Object pointing dataset rows
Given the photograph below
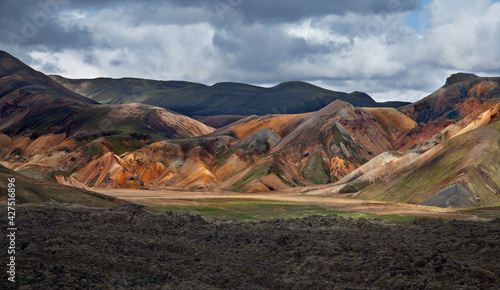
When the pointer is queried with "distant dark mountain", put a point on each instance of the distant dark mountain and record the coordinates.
(32, 104)
(194, 99)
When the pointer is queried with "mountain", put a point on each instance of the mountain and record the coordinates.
(194, 99)
(462, 94)
(48, 131)
(445, 162)
(259, 153)
(441, 151)
(33, 104)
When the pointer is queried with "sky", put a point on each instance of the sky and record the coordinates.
(391, 49)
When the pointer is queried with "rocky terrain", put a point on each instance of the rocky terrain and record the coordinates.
(193, 99)
(440, 151)
(71, 247)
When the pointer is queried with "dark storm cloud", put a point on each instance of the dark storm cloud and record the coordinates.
(34, 23)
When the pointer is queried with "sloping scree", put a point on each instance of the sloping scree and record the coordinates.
(69, 247)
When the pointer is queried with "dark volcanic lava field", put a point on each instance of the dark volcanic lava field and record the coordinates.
(72, 247)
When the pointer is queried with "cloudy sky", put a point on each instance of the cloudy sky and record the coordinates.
(391, 49)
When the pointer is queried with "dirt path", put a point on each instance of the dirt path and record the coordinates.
(168, 196)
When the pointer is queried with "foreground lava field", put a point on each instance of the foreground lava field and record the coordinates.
(74, 247)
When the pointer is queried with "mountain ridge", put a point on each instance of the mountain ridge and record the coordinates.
(226, 98)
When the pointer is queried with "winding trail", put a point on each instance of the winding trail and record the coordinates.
(170, 196)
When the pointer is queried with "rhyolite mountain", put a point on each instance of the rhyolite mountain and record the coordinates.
(33, 104)
(193, 99)
(442, 150)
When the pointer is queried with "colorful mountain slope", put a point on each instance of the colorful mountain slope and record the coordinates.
(220, 99)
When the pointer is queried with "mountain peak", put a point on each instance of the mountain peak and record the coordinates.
(459, 77)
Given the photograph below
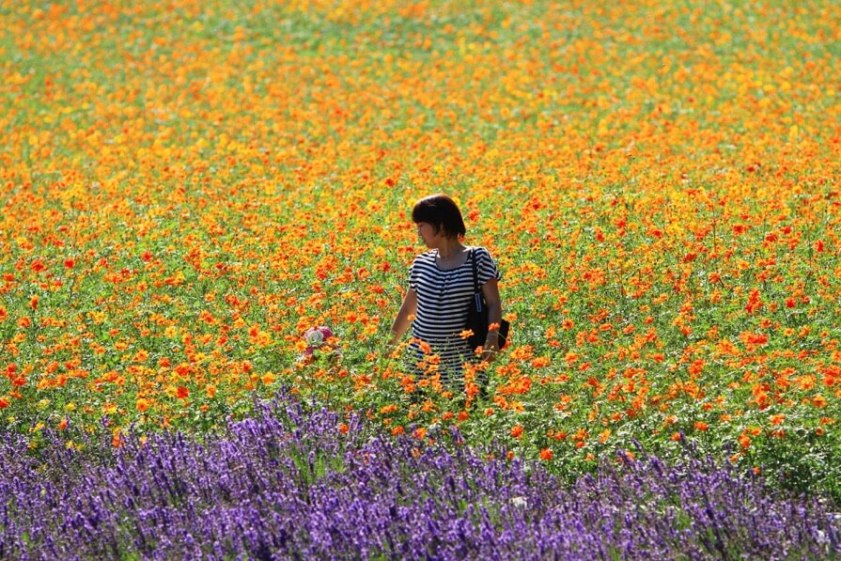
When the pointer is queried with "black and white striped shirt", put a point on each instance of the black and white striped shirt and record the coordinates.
(443, 299)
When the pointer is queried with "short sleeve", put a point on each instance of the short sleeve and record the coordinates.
(413, 275)
(486, 266)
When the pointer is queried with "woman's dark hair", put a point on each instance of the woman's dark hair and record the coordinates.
(442, 212)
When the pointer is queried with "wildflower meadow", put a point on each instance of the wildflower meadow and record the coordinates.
(206, 235)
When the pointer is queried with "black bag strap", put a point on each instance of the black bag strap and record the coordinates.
(477, 292)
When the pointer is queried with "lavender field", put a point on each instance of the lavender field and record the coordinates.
(289, 484)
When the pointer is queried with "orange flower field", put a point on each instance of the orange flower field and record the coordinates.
(188, 187)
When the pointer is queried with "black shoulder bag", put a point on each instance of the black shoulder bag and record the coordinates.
(477, 314)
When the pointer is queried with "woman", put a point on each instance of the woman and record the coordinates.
(440, 290)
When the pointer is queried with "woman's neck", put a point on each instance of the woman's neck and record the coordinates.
(449, 248)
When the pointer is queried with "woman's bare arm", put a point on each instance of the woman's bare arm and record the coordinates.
(491, 292)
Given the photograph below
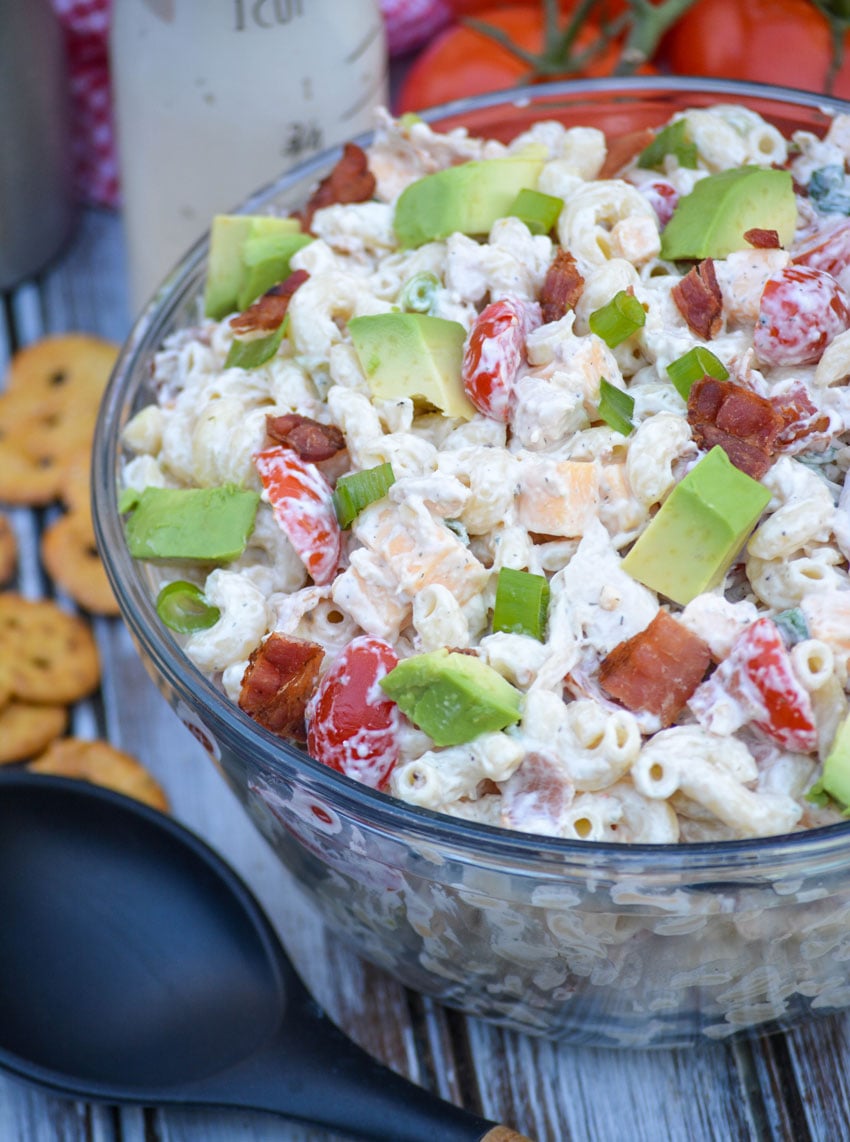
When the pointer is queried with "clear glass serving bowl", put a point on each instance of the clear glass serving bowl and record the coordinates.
(584, 942)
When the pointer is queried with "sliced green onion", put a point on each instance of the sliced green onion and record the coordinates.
(183, 608)
(354, 492)
(128, 500)
(817, 795)
(459, 529)
(619, 319)
(792, 626)
(418, 294)
(691, 367)
(521, 603)
(616, 407)
(828, 190)
(673, 139)
(255, 351)
(539, 211)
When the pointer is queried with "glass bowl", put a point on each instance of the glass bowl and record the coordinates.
(583, 942)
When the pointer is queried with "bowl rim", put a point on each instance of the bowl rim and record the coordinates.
(825, 844)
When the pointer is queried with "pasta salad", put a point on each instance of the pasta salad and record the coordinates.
(542, 519)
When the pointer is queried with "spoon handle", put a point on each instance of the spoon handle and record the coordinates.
(313, 1072)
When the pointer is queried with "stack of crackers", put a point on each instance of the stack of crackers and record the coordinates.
(48, 658)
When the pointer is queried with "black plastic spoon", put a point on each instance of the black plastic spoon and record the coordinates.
(135, 966)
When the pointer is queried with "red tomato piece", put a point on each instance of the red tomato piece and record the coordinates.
(352, 725)
(303, 504)
(663, 196)
(760, 677)
(495, 352)
(801, 311)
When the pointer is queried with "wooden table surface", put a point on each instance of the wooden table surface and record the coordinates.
(795, 1086)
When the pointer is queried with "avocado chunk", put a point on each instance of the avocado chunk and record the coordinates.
(711, 220)
(835, 777)
(539, 211)
(466, 199)
(266, 262)
(413, 354)
(192, 523)
(690, 544)
(226, 270)
(452, 697)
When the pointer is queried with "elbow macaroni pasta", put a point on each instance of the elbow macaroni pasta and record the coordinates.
(554, 488)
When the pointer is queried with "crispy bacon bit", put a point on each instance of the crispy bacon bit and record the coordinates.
(278, 683)
(744, 424)
(561, 288)
(622, 149)
(536, 795)
(762, 239)
(657, 669)
(267, 312)
(350, 181)
(310, 439)
(802, 426)
(699, 300)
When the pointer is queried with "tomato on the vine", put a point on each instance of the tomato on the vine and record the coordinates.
(462, 61)
(769, 41)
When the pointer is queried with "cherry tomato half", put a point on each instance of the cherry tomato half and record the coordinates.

- _Goal_:
Duplicate every line of the data above, word for word, leaving out the pictures.

- _Solved problem_:
Given the photograph below
When the pointer is queried with "distant dark mountain", put a point on each instance of the distant dark mountain and record the coordinates.
(32, 104)
(194, 99)
When the pointer is queried with "mountain", put a point on each instance of the mountain and record the coordinates.
(194, 99)
(462, 94)
(48, 131)
(445, 162)
(259, 153)
(441, 151)
(33, 104)
When the pointer is queried with "sky", put a point on each instance of the sky and record the coordinates.
(391, 49)
When the pointer is queried with "rocky terrain", put a point on each instance of the rocky terrain and record the coordinates.
(193, 99)
(440, 151)
(71, 247)
When the pointer is queried with "dark storm cloud", put a point on each instance of the dark storm cloud and record the coordinates.
(34, 23)
When the pointer is queried with "sloping scree", put a point on each instance of the sloping scree and record the coordinates.
(69, 247)
When the pointer is queried with "dark volcanic lava field", put a point on each instance of the dark volcanic lava field and record the coordinates.
(72, 247)
When the pointer is queried with "cloudy sky", put a point on each instance of the cloudy sky and record the coordinates.
(391, 49)
When the pointer is queried with "dirt path", put a point on each instance of the dirt path and record the coordinates.
(168, 196)
When the pointer is queried with "foreground lava field", put a point on each instance of the foreground lava field and record the coordinates.
(74, 247)
When the pointer is queried with "mountain ridge", put a point on each instance of the mountain ridge and record the coordinates.
(226, 98)
When the pointer is queried with "winding trail", put a point on each instance of the winding trail and record the coordinates.
(170, 196)
When the pointer is queried with "rhyolite mountain", put a point on each instance of the rhyolite mountain and record the coordinates.
(33, 104)
(193, 99)
(442, 150)
When the pointer is queried with "colorful mountain slope", put a point on each instance of the colorful mountain slope and record the coordinates.
(220, 99)
When the pointer is queried with "mountain peak", put a point on each instance of the mountain peak and record the coordinates.
(459, 77)
Given the photograph below
When the pointer is queried with "black and white striped shirt", put a point on each instance of the black and white striped shirt and record the coordinates.
(443, 299)
When the pointer is queried with "short sleeve", put a point on each instance of the short sleeve and record the coordinates.
(413, 275)
(486, 266)
When the pointer is queried with "woman's dark hair", put a point on each instance of the woman's dark hair and record the coordinates.
(442, 212)
When the pointer is queried with "wildflower meadow", put a point on each instance of the wildflower meadow and record the coordinates.
(206, 235)
When the pointer is queried with "black bag strap", put a point on each instance of the black bag strap and record the coordinates.
(477, 292)
When the pointer is queried with "lavender field", put a point on each instance of the lavender field and record the coordinates.
(289, 484)
When the pointer is queried with "orange flower field", put a point on each instance of the orange flower field and record the coordinates.
(188, 187)
When the pointer is queried with "black shoulder bag", put a point on each instance of the black shoulder bag and record the coordinates.
(477, 314)
When the pointer is queried with "woman", put a point on each instance of the woman and record the coordinates.
(440, 290)
When the pointer is queried with "woman's neck", put a point on each instance of the woman's neck and record the coordinates.
(449, 248)
When the pointer is queried with "woman's bare arm", put a point on each instance of the woman's bare arm and record the coordinates.
(491, 292)
Given the photograph below
When the pointer is queried with "clear glass serving bowl", put a point on each instance of the clear glass serving bowl and record the coordinates.
(584, 942)
When the pointer is queried with "sliced green onion", put a point on each instance of the sliced green onion and record the coordinates.
(183, 608)
(354, 492)
(128, 500)
(817, 795)
(459, 529)
(619, 319)
(792, 626)
(418, 294)
(691, 367)
(521, 603)
(616, 407)
(828, 190)
(673, 139)
(255, 351)
(539, 211)
When the pointer is queried with "glass bowl", put a point on each instance of the glass bowl and record the coordinates.
(583, 942)
When the pointer is queried with "bowl rim", put a point on each instance of the bowl rim and record the coordinates.
(825, 844)
When the pointer is queried with "pasta salad", put a point on each instance of the pasta salad and record the coordinates.
(542, 519)
When the pointer is queried with "spoon handle", put a point on each instance of the spoon handle and record the coordinates.
(313, 1072)
When the pointer is queried with "stack of crackers", put a point on each instance of the stack of crackers and record the coordinates.
(48, 658)
When the pointer is queried with "black plastic spoon", put a point on each instance of the black plastic spoon and record the coordinates.
(135, 966)
When the pointer is queried with "red tomato piece", put a point on each instance of the red tomato piece and record the coordinates.
(352, 725)
(303, 504)
(663, 196)
(760, 677)
(495, 352)
(801, 311)
When the pointer is queried with "wooden table surface", put a point on each instance of the wooden table surface and record the coordinates.
(795, 1086)
When the pointer is queried with "avocado chunk", put a point on each instance of the avocado chunk and record the coordinates.
(711, 220)
(835, 777)
(539, 211)
(466, 199)
(266, 262)
(413, 354)
(192, 523)
(690, 544)
(226, 270)
(452, 697)
When the pointer is queried with "elbow macaroni pasta", put a point on each instance of the elbow macaroni pasta and record the coordinates.
(554, 488)
When the pointer is queried with "crispy bacon bit", put a point on each instance of the crispy bacon bit and record the coordinates.
(278, 683)
(744, 424)
(561, 288)
(622, 149)
(536, 795)
(762, 239)
(657, 669)
(267, 312)
(350, 181)
(310, 439)
(802, 426)
(699, 300)
When the pointer is queried with "tomato on the vine", put a point on each instance of the tomato on the vine and record the coordinates.
(462, 61)
(769, 41)
When the pointer is queried with "cherry tomato half", put a point on each instance of the cherry tomato half and record the coordinates.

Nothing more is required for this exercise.